- [TASK TO CARRY OUT]: In the commentary below on big data, copy the passage from "This data is, by" up to and including "processing is required.", swapping "unstructured" for "disorganized".

── EXCERPT PROVIDED ──

Nov 18, 2013
Sponsored Guest Commentary
Semantic Analysis of Unstructured Information in the Age of Big Data
Big data is a huge “hype” subject. In fact, the term is rather misleading because it seems to relate to data quantity only, while ignoring the heterogeneous nature of data. Accordingly, the general definition of “big data”, as suggested by Gartner, also considers the complexity and variability of data, and the relevance of highly heterogeneous and unstructured information and how it can be analyzed in various forms.
In particular, beyond the growing network of machines and equipment, social interactions are a further source of big data: With the exchange of messages in a wide variety of formats, on various platforms, and through multiple channels, large amounts of data are generated that demand analysis and interpretation. Emails and documents remain important drivers for data growth, compounded by video content and social media.
This data is, by nature, highly unstructured and based largely on natural language – either directly or, as in the case of audio and video content, after transcription or similar pre-processing steps. Direct analysis using traditional methods, such as data mining or business intelligence, is not possible for data of this nature. Instead, content-based indexing and processing is required.

───
── DATA EXCERPTS ──

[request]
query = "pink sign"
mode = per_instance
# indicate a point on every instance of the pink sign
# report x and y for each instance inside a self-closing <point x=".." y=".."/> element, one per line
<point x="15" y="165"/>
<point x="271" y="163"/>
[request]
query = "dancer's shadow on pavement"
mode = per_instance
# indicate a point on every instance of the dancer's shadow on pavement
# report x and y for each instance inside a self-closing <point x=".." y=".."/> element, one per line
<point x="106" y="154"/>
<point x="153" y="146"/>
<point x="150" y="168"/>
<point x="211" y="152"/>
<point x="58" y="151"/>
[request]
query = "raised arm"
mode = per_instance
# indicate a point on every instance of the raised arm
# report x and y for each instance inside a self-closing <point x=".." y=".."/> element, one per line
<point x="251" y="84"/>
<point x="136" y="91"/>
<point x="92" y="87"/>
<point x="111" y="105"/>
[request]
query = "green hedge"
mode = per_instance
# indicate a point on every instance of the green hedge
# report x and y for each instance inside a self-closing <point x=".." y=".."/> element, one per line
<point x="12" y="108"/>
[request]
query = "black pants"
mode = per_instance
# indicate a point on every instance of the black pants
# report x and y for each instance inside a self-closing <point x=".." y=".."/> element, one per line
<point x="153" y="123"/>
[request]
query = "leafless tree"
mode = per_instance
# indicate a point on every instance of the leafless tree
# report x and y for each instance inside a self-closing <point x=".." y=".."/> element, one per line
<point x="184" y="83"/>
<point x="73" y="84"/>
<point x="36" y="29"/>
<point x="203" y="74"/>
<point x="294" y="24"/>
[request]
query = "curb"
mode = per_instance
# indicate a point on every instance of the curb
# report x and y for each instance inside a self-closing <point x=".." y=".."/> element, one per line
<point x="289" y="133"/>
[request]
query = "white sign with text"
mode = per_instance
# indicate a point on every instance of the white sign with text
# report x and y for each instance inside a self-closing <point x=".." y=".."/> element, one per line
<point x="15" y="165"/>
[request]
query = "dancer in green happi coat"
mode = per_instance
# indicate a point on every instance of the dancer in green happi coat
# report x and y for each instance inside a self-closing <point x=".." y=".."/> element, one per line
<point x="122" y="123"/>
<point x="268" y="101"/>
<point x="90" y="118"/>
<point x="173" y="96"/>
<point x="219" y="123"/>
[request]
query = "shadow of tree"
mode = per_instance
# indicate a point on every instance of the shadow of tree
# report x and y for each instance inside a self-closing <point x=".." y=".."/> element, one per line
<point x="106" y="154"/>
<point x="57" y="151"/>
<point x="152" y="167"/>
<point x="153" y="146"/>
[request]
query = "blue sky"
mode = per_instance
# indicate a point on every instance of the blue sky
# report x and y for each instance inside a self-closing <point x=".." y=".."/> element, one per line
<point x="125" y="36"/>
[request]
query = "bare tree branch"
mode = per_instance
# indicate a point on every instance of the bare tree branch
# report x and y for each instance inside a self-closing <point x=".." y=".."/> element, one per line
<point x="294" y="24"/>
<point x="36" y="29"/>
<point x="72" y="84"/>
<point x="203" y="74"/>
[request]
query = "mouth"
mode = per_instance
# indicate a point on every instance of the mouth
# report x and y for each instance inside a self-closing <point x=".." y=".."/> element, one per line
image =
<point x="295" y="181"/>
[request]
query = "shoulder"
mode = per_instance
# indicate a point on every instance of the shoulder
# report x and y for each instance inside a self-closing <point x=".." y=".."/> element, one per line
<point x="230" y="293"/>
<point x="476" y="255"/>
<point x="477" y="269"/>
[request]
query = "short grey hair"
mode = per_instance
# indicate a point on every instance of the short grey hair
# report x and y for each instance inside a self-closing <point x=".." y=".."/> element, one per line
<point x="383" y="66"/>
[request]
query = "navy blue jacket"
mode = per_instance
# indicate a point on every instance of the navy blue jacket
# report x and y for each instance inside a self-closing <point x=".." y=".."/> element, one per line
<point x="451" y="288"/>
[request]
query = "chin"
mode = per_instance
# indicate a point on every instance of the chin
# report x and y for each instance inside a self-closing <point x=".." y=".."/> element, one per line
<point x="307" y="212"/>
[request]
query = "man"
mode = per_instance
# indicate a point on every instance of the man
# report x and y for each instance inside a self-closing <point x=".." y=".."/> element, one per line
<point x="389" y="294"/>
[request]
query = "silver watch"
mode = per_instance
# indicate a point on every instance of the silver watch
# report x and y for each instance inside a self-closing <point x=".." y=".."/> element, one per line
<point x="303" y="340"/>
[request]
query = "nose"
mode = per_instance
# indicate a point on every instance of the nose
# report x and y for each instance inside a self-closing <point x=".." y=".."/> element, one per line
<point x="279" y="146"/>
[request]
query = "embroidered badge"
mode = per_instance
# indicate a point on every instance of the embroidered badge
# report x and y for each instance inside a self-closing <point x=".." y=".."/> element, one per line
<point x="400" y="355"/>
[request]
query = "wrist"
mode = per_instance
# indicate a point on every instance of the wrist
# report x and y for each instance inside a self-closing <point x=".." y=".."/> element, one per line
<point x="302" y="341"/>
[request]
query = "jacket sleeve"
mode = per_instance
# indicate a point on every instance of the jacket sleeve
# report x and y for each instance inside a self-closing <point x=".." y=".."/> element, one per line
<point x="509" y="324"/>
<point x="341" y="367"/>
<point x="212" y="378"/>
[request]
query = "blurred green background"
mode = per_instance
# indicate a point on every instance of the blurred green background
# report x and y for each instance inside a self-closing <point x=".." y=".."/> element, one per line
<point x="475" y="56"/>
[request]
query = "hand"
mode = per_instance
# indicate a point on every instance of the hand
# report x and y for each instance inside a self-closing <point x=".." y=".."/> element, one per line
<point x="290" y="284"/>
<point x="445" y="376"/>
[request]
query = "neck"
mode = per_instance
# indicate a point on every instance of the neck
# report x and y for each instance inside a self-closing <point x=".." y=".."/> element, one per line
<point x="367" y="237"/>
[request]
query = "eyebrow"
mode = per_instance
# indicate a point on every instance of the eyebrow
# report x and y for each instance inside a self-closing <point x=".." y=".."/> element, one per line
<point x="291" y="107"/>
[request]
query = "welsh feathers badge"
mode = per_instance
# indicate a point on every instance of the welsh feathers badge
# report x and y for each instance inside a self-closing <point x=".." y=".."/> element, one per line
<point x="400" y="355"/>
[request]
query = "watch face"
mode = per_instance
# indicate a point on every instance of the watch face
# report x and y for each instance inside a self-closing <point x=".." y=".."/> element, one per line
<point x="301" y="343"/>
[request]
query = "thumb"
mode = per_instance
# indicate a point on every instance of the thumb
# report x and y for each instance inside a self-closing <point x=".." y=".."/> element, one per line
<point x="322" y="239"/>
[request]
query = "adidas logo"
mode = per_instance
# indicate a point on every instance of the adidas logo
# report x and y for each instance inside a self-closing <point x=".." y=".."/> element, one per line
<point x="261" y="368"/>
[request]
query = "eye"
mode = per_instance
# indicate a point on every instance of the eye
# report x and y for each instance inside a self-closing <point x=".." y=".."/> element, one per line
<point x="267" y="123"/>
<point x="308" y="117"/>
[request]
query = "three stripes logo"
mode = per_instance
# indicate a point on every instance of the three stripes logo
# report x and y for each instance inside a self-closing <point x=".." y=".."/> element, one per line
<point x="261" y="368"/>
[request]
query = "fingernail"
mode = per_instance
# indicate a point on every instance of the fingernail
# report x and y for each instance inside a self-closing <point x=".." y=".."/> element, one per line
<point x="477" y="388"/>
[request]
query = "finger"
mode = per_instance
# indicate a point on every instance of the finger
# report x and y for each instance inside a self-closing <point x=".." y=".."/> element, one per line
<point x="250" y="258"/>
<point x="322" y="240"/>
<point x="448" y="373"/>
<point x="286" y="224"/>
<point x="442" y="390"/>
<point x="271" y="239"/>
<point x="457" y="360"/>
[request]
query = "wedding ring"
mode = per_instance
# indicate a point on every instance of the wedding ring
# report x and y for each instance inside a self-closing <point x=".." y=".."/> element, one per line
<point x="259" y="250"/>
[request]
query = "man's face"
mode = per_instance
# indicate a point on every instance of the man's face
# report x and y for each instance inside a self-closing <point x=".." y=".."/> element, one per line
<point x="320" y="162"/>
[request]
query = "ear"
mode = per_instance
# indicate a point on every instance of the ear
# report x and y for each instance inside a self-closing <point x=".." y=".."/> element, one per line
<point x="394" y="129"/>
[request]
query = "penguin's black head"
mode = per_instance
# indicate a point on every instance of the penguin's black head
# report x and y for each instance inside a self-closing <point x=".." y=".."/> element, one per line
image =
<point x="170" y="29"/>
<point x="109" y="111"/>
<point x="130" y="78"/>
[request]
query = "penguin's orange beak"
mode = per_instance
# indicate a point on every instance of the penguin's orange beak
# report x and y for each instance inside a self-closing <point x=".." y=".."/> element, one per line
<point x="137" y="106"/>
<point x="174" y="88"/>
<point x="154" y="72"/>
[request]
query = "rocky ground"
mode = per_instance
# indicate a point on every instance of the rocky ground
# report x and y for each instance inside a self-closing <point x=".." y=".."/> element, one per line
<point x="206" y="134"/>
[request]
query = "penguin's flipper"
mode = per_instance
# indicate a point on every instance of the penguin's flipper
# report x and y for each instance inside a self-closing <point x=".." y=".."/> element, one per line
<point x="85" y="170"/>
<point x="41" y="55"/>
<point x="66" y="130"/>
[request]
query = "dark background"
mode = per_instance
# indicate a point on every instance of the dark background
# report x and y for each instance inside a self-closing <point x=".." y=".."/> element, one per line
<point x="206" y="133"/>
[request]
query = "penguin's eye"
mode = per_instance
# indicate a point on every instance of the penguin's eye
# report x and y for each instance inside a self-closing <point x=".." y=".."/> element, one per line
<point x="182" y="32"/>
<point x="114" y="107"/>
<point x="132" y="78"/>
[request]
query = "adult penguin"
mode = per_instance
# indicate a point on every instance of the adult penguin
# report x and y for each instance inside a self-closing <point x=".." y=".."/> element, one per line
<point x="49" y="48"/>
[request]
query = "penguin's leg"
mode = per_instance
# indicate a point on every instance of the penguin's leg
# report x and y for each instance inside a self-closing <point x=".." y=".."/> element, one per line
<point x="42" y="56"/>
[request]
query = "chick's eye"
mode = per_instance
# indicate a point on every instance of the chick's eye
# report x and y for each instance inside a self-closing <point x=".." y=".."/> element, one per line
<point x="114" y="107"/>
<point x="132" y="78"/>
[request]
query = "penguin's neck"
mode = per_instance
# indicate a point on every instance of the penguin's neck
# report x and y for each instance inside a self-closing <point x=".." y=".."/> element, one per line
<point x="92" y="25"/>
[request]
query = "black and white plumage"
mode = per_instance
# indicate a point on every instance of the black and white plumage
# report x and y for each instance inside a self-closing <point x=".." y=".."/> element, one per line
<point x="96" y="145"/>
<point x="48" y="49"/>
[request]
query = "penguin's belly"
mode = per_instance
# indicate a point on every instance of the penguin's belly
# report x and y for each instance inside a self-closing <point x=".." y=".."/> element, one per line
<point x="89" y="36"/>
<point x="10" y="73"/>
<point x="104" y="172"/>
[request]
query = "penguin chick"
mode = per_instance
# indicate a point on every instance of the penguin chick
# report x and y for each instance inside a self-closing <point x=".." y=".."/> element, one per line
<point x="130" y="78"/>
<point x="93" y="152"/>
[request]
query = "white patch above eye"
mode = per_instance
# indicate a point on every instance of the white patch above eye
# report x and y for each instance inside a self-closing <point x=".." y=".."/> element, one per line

───

- [WRITTEN REPLY]:
This data is, by nature, highly disorganized and based largely on natural language – either directly or, as in the case of audio and video content, after transcription or similar pre-processing steps. Direct analysis using traditional methods, such as data mining or business intelligence, is not possible for data of this nature. Instead, content-based indexing and processing is required.